[DESCRIPTION OF THE TASK] Copy out the items verbatim, starting at the line that contains "Task: locate the pony's hind" and continuing through the end of the items, with both ends included.

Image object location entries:
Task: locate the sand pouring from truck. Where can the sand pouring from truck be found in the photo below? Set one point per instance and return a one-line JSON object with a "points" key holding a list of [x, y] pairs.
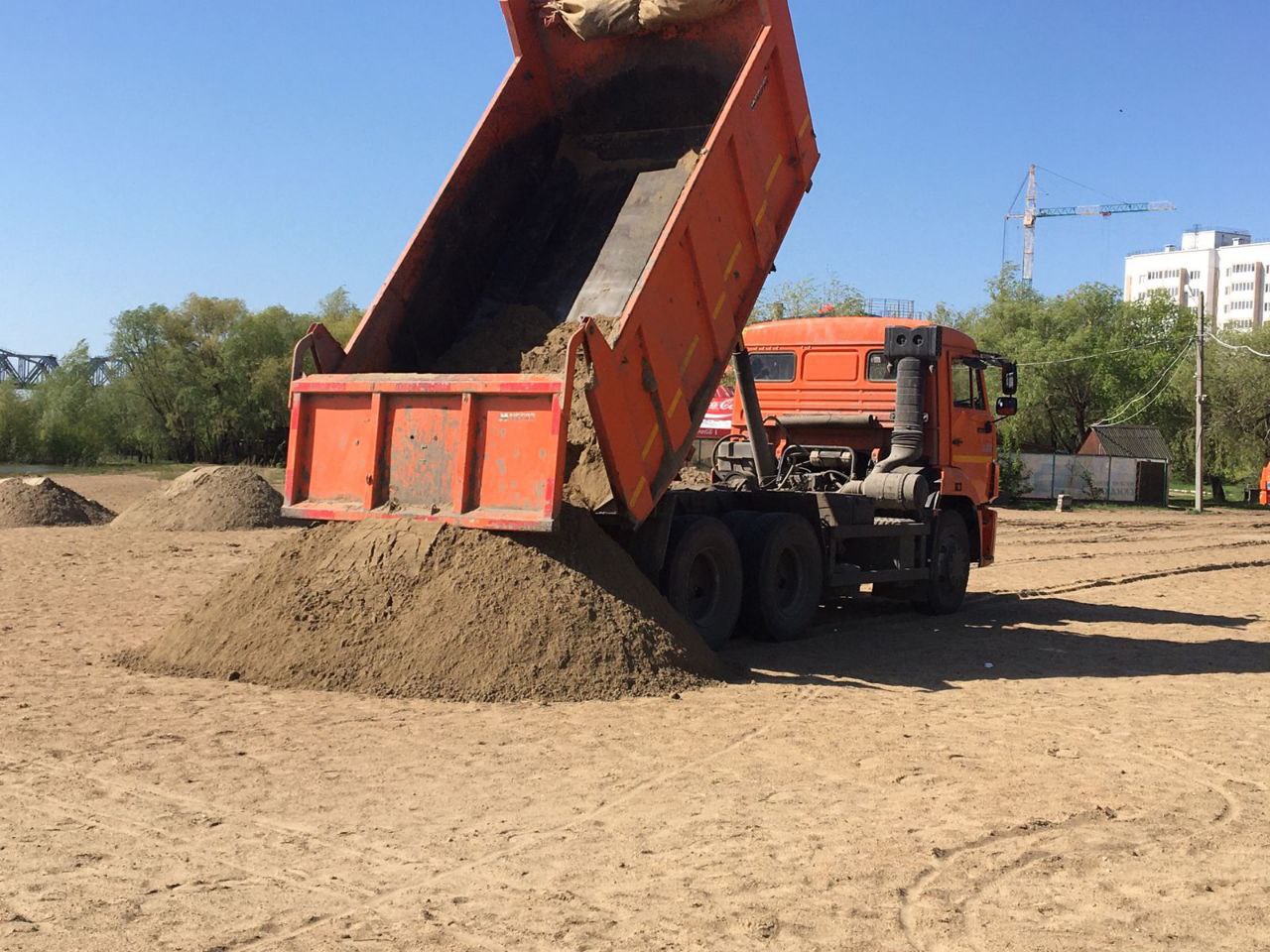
{"points": [[633, 179]]}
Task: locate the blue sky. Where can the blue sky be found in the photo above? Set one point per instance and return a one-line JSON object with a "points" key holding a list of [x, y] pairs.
{"points": [[277, 150]]}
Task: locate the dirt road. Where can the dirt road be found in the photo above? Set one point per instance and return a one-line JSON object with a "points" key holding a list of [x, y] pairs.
{"points": [[1078, 762]]}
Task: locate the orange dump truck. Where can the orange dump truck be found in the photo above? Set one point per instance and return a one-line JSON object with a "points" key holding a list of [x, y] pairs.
{"points": [[636, 188], [649, 178]]}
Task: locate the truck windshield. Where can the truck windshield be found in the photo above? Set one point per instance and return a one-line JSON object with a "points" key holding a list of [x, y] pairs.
{"points": [[966, 390], [779, 367], [879, 367]]}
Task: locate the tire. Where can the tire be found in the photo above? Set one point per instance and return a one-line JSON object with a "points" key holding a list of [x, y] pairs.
{"points": [[951, 566], [739, 522], [702, 576], [784, 576]]}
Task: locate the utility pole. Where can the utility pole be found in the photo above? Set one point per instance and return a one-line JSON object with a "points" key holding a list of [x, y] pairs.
{"points": [[1199, 409]]}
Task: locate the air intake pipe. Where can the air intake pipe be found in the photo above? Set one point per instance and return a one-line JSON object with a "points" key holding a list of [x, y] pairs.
{"points": [[896, 483]]}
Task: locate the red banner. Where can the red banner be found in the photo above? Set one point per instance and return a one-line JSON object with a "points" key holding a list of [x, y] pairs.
{"points": [[717, 422]]}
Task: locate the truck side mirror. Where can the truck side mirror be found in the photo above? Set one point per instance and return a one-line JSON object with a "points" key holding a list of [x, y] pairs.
{"points": [[1010, 379]]}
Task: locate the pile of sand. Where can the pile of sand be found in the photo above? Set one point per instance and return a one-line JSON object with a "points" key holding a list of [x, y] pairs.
{"points": [[422, 610], [41, 502], [526, 340], [207, 499]]}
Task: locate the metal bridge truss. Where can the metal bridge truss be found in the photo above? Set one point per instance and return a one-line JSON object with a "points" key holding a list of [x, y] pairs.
{"points": [[28, 370]]}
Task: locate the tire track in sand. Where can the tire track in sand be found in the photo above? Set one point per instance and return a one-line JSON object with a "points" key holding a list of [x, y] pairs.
{"points": [[1015, 851], [531, 839]]}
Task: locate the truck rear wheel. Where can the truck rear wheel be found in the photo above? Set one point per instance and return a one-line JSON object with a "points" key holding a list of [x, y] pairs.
{"points": [[951, 566], [784, 576], [702, 576]]}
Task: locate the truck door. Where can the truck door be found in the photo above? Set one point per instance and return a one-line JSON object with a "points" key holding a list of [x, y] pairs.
{"points": [[973, 430]]}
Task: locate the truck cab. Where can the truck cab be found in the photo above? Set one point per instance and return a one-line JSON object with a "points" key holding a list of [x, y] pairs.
{"points": [[862, 453], [826, 385]]}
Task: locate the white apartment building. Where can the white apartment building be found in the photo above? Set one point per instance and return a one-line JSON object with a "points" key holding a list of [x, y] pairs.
{"points": [[1230, 270]]}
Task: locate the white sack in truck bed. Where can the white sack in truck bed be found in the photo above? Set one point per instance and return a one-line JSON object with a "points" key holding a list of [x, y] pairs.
{"points": [[594, 19]]}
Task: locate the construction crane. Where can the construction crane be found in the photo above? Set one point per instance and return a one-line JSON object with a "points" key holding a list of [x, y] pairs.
{"points": [[1032, 213]]}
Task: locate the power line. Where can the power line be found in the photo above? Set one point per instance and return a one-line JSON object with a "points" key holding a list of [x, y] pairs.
{"points": [[1155, 391], [1215, 339], [1156, 399], [1096, 356]]}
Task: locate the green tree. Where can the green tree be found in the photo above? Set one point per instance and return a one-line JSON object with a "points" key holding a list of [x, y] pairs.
{"points": [[1086, 357], [1238, 405], [339, 313], [808, 298], [19, 442], [71, 424]]}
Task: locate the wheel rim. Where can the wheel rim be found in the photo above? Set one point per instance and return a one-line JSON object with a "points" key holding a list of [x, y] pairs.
{"points": [[701, 592], [789, 579], [952, 566]]}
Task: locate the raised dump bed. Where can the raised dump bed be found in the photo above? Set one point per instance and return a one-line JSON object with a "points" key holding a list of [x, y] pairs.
{"points": [[649, 178]]}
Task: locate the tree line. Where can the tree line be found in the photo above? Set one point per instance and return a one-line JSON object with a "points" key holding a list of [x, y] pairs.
{"points": [[204, 381], [207, 379]]}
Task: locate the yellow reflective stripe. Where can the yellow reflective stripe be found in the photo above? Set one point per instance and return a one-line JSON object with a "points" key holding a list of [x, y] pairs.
{"points": [[688, 357], [771, 176], [722, 299], [648, 447]]}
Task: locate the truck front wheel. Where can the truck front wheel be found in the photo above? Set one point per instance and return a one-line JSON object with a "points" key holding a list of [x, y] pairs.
{"points": [[784, 576], [702, 576], [951, 566]]}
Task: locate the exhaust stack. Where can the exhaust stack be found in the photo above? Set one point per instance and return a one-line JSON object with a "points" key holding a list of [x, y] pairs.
{"points": [[896, 481]]}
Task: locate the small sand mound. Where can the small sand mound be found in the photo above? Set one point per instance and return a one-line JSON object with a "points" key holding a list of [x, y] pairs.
{"points": [[41, 502], [417, 610], [207, 499]]}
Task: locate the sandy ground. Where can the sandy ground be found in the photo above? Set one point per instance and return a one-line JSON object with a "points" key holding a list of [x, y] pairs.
{"points": [[1078, 762]]}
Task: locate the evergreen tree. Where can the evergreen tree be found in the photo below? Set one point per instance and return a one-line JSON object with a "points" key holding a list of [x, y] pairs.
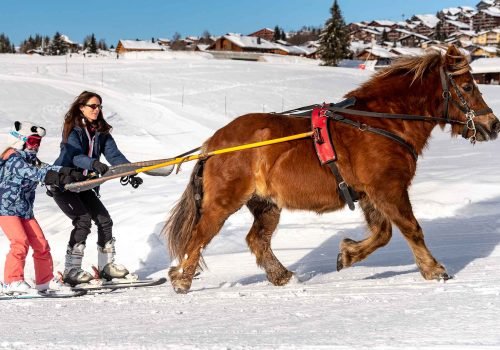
{"points": [[277, 34], [438, 34], [5, 46], [283, 35], [57, 46], [92, 44], [334, 39], [385, 36], [102, 45]]}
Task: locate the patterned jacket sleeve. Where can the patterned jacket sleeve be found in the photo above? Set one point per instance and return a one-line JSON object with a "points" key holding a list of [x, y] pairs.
{"points": [[74, 148], [112, 153], [20, 168]]}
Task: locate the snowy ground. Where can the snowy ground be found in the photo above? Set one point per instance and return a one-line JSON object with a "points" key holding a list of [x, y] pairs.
{"points": [[163, 106]]}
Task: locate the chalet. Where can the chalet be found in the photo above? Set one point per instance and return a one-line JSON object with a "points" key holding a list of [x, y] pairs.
{"points": [[242, 43], [450, 26], [465, 37], [483, 52], [163, 42], [427, 24], [381, 55], [486, 70], [366, 35], [413, 40], [264, 33], [484, 4], [382, 24], [488, 37], [124, 46], [486, 19], [407, 51]]}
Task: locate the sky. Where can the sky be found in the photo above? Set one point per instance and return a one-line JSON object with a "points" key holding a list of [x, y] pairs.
{"points": [[133, 19]]}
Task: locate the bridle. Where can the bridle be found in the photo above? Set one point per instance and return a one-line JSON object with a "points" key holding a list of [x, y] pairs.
{"points": [[332, 111], [462, 105]]}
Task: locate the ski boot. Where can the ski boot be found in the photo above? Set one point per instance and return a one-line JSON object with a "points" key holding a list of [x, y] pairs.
{"points": [[107, 268], [73, 272]]}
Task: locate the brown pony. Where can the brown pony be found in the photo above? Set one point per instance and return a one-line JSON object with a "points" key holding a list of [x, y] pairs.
{"points": [[289, 175]]}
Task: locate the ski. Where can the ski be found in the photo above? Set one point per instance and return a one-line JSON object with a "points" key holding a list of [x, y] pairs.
{"points": [[118, 284], [128, 169], [49, 294]]}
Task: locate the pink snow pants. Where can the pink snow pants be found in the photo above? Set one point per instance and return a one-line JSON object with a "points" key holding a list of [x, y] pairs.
{"points": [[22, 234]]}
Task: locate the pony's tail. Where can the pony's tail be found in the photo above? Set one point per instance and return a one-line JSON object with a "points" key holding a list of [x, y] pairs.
{"points": [[185, 215]]}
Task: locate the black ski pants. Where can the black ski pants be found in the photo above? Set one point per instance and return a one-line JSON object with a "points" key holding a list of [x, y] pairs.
{"points": [[83, 208]]}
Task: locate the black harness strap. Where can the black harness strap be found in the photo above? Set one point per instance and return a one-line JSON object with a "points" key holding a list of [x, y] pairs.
{"points": [[347, 192], [382, 132]]}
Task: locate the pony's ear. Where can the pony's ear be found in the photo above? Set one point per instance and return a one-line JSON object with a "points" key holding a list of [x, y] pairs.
{"points": [[453, 51], [454, 59]]}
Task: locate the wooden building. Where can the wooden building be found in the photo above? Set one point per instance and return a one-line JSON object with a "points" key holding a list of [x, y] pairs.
{"points": [[242, 43], [264, 33], [124, 46], [486, 19], [486, 70]]}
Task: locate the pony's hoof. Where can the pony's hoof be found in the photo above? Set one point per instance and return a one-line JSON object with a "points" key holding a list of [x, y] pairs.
{"points": [[444, 277], [281, 279], [340, 264], [181, 286]]}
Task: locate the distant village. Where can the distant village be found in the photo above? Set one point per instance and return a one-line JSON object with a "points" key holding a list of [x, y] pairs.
{"points": [[375, 43]]}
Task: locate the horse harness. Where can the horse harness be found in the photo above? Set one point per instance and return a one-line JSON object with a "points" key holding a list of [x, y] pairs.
{"points": [[320, 114]]}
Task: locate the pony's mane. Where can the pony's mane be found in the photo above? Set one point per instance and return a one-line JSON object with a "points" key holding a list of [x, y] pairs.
{"points": [[416, 65]]}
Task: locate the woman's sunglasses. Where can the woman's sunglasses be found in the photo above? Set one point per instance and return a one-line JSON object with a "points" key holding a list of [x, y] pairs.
{"points": [[94, 106], [33, 141]]}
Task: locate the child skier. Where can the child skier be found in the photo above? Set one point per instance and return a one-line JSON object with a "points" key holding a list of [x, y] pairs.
{"points": [[20, 172]]}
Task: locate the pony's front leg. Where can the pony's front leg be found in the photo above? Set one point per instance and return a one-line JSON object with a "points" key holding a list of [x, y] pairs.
{"points": [[181, 276], [400, 212]]}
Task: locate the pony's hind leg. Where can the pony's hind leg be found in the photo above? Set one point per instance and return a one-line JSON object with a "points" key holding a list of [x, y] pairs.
{"points": [[400, 212], [381, 232], [223, 194], [266, 218]]}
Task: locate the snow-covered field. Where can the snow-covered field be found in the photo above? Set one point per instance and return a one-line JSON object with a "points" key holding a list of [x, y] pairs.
{"points": [[165, 105]]}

[SOLUTION]
Task: locate the pony's hind leg. Where can the pony's hind leg be found in the photo above? Set one point per instance and return a one-line JSON object with a "points" key holding a list of [x, y] pairs.
{"points": [[400, 212], [381, 232], [223, 194], [266, 218]]}
Task: locate the snow-covered field. Where can the snow-covered field be found in the photo above? Set one point per instance and return a one-line JSON object with a "points" key holding a list of [x, y] pairs.
{"points": [[165, 105]]}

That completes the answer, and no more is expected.